§ **Work request**: Take the data below and repeat it exactly.

Input Start Marker

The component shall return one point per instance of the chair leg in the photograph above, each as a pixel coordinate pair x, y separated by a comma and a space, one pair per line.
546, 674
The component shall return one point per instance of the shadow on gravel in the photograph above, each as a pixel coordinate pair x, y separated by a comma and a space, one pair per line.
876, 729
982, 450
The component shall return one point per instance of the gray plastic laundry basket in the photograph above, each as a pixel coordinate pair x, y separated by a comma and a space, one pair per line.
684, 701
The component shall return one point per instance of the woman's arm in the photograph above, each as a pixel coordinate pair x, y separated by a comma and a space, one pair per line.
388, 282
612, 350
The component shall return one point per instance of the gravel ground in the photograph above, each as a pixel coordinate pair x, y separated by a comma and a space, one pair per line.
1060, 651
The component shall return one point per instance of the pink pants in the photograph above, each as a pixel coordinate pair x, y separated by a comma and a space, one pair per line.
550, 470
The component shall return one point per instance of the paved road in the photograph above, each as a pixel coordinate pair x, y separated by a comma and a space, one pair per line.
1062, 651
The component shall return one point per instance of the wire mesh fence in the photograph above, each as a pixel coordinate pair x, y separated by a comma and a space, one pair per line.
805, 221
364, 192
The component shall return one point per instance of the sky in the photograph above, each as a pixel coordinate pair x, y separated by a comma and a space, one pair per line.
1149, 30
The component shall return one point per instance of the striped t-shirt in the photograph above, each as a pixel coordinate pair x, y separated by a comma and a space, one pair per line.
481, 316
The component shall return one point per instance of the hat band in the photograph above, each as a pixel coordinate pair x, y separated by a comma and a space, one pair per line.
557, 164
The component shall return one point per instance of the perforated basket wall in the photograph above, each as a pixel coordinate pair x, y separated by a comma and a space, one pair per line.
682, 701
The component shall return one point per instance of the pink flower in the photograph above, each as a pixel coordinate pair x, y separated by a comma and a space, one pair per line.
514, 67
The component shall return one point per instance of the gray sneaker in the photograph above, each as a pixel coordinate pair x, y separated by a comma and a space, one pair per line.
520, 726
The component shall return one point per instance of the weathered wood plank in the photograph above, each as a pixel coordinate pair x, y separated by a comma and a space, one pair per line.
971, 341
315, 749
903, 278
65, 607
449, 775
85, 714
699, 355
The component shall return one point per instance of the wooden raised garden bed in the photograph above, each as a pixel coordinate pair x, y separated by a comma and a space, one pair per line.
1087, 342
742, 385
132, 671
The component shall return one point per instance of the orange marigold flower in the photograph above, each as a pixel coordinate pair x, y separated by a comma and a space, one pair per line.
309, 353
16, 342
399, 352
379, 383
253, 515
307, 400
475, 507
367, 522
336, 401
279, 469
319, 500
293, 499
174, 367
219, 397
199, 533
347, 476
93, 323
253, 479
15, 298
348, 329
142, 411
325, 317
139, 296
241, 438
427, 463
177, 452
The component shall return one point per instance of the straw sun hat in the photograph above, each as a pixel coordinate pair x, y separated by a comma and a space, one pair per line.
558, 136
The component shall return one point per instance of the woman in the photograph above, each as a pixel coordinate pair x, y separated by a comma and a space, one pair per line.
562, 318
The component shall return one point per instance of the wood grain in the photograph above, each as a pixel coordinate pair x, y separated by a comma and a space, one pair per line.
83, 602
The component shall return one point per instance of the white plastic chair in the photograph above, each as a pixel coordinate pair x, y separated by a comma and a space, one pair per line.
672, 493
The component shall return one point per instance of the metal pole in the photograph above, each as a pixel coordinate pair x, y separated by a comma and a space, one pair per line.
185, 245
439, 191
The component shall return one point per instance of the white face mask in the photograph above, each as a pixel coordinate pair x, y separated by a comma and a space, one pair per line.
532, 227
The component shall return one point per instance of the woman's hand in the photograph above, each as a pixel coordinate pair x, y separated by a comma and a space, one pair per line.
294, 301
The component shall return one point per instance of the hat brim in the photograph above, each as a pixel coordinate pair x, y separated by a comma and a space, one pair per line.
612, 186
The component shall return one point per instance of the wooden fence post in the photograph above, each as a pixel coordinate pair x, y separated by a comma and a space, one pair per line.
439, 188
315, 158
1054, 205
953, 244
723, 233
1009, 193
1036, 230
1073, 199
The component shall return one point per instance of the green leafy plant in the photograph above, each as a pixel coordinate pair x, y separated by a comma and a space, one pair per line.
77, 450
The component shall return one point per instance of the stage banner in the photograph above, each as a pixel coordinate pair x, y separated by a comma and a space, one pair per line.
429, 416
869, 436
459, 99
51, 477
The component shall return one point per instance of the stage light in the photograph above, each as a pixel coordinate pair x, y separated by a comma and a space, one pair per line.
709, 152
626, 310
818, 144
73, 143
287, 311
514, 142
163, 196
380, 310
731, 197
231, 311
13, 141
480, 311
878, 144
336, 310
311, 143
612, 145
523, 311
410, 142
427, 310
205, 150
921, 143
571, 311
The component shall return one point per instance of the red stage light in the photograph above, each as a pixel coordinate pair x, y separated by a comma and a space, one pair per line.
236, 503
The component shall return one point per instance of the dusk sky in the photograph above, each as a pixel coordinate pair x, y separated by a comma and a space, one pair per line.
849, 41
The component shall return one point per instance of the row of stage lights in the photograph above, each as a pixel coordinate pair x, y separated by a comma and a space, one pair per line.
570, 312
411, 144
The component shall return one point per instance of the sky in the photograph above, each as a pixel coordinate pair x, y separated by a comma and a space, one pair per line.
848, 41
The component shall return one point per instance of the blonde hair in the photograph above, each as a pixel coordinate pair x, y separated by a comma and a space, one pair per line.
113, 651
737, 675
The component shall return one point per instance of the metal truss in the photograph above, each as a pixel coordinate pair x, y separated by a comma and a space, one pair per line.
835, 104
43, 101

Input End Marker

§ **Worked solution**:
The component shall return one point per instance of the chair leg in the photograph above, each as a pixel coordinate pair x, y separated by a comma and a space, one pair per line.
546, 674
The component shall return one point per instance of the shadow on gravel in the photograph above, each as a pixel coordinate pair x, y separated by a comma and a space, one pair per line.
876, 729
982, 450
The component shall return one point per instance of the gray plastic laundry basket in the photograph above, each as a pixel coordinate pair x, y separated by a comma and a space, one pair per line.
684, 701
The component shall return one point per instance of the woman's arm in the photograph above, each as a pixel coordinate pair x, y separated by a comma and a space, one pair per line.
388, 282
612, 350
The component shall return one point per instance of the gravel ground in the photograph above, each as a pixel coordinate pair x, y separated by a comma and a space, one pair per line.
1060, 651
The component shall return one point per instance of the pink pants in the photograph above, each as a pixel coordinate pair x, y separated by a comma and a space, one pair per line.
550, 470
The component shall return one point per instance of the paved road in the photograph above, each as a pixel coordinate pair x, y separated by a comma and a space, one pair per line.
1062, 651
The component shall return one point per instance of the wire mesh fence in the photograph above, each as a pixel coordinate pair x, y separated by a comma and a space, one pair per line.
805, 221
364, 192
The component shall return one point per instance of the sky in the photograph above, each as a pixel coordinate pair x, y separated by a comma and a space, one pair per line.
1149, 30
The component shall return one point per instance of the striped t-shirt in the photograph above, each as a pixel coordinate pair x, y separated by a comma and a space, one pair per line.
481, 316
The component shall return one point per instance of the hat band in the photograph above, each as a pixel coordinate pair x, y separated by a comma and a space, one pair per line.
557, 164
The component shall return one point per instance of the perforated basket wall in the photograph above, each as a pixel coordinate pair x, y separated by a comma and a space, one pair per line.
682, 701
The component shall return one point per instance of the pink flower in the photograph above, each as a pixel coordinate pair x, y separated by a comma and a space, one pair per line.
514, 67
The component shall return one point per instance of the gray sneaker in the photograph above, each as a pixel coordinate pair x, y separated by a comma and a space, one pair per line.
520, 726
The component shall return one point per instance of the weathered wood plank in the photograph above, each as a pixel coordinate pair x, y separated by a comma and a space, one pair per line.
971, 341
315, 749
903, 278
65, 607
449, 775
85, 714
699, 355
The component shall return one point per instance of the wooden raised garden bed in the photograph above, each as a pixel coordinate pair x, y separated by a comma and a space, one pair per line.
1087, 342
742, 385
132, 671
The component shall return one point per instance of the orange marigold flower in the photograph above, each as a pixel coordinate pair x, y separated by a comma and a space, one pair per line.
309, 353
16, 342
399, 352
379, 383
253, 515
307, 400
475, 507
367, 522
336, 401
279, 469
319, 500
293, 499
174, 367
219, 397
199, 533
347, 476
93, 323
253, 479
15, 298
348, 329
142, 411
325, 317
139, 296
241, 438
427, 463
177, 452
The component shall return one point per instance of the straw sun hat in the photograph above, each as a pixel coordinate pair x, y separated by a comma and a space, one pair per line.
558, 136
The component shall return one point per instance of the woman in the photograph above, each as a pixel coordinate pair x, y separated by a comma and a space, one pair per line.
562, 318
The component shall return one point per instance of the wood grain in the photograph above, each as a pixel coordinate pair x, y separated by a comma and a space, one pair per line.
83, 602
The component shall return one point per instance of the white plastic chair in the photograph above, each as a pixel coordinate pair x, y separated by a comma and a space, one pair per line.
672, 493
The component shall return one point per instance of the metal pole in the photograph above, each as a pixel coordinate pair x, y separated by a comma and a space, one pair per line.
185, 245
439, 191
The component shall return one point per instance of the white face mask in the photograph above, each as a pixel coordinate pair x, y separated by a comma and a space, one pair per line.
532, 227
The component shall return one point per instance of the woman's hand in the photograph above, each as a pixel coordinate pair x, y separated by a comma and a space, one pair per line.
294, 301
The component shall return one point per instance of the hat brim in the photograph above, each as a pixel coordinate pair x, y separated by a comma and a space, one pair per line.
612, 186
The component shall return one point per instance of the wooden fence post in the photograph above, each as a pixel coordinate pair x, y separated by a comma and a space, one pair per line.
439, 188
315, 158
1054, 205
953, 244
723, 233
1009, 193
1036, 230
1073, 199
The component shall return one point per instance of the green leafy plant in the photograph above, each as a pixel coordinate pair x, y separated by a comma and a space, one pair per line.
77, 450
The component shall return one point per instance of the stage banner in the photograph above, each as a pixel coordinate pair x, y separated by a comma and a space, one pair per line.
429, 416
869, 436
459, 99
51, 477
The component shall return one point per instance of the stage light in the photograph above, each as a pixel coordinate pair x, y separated by a comma and a space, one pair per line.
709, 152
626, 310
818, 144
73, 143
287, 311
514, 142
163, 196
380, 310
731, 197
231, 311
13, 141
480, 311
878, 144
336, 310
311, 143
612, 145
523, 311
410, 142
427, 310
205, 150
921, 143
571, 311
The component shall return one point per instance of the red stage light in the photograph above, each as a pixel coordinate pair x, y separated by a comma and a space, one pair per line.
236, 503
The component shall return one point per instance of the dusk sky in the photograph above, each as a pixel coordinate pair x, y separated by a comma and a space, one pair per line.
849, 41
The component shall return one point per instance of the row of stage lights in the photograph above, each as a pixel coordinate pair x, y separated by a comma and a space, one pair per line.
570, 312
411, 144
The component shall return one point per instance of the sky in the photograph above, each as a pixel coordinate pair x, y separated by a comma and a space, one pair per line.
848, 41
The component shall return one point per instance of the blonde hair in the photograph above, each as a pixel coordinate pair x, y separated by a comma and a space, one pair per line.
113, 651
737, 675
The component shall return one point per instance of the metal truss in the photograph above, each as a pixel coordinate pair x, y separated by a comma and a space, one pair per line.
835, 104
43, 101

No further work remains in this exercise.